__Task requirements__
For each entry, repeat the text exactly and omit any picture it holds.

__Items listed in a dataset__
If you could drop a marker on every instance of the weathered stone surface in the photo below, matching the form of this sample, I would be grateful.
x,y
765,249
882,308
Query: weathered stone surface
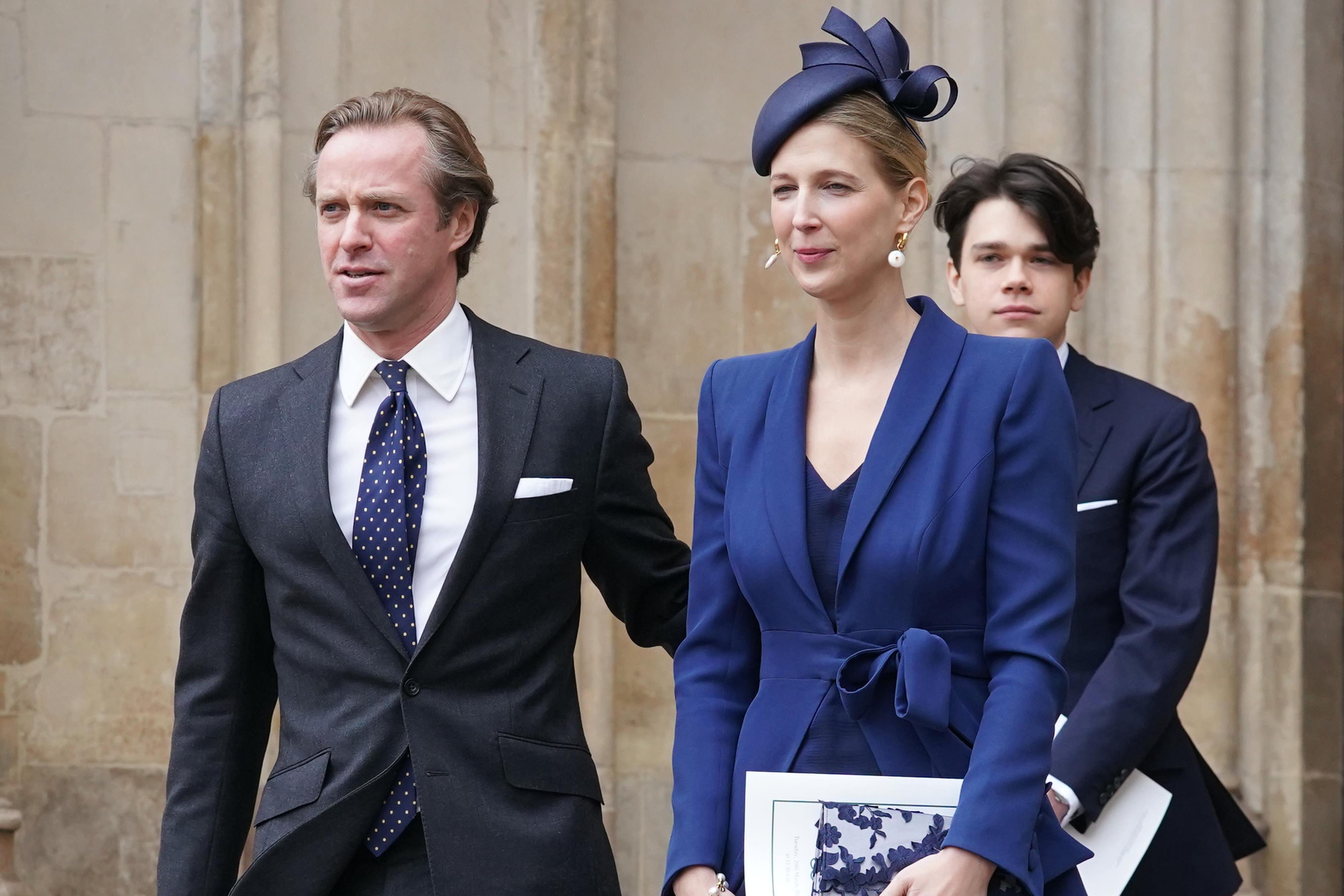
x,y
217,194
158,80
151,260
776,313
679,277
21,491
675,61
1323,688
101,508
1323,831
444,50
106,692
1046,46
50,332
52,176
9,748
21,614
310,311
11,69
89,831
511,59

__Result for this exercise__
If you could drop a marker on every instance of the weathered stone surface in the photo below, matching the form of this sample, I would be grateful.
x,y
765,249
882,308
Query: weathered stone surface
x,y
217,194
158,80
151,260
776,313
679,277
21,491
675,61
1323,688
101,508
1323,831
444,50
106,692
1046,46
50,332
52,176
9,748
21,614
310,311
11,69
89,831
511,59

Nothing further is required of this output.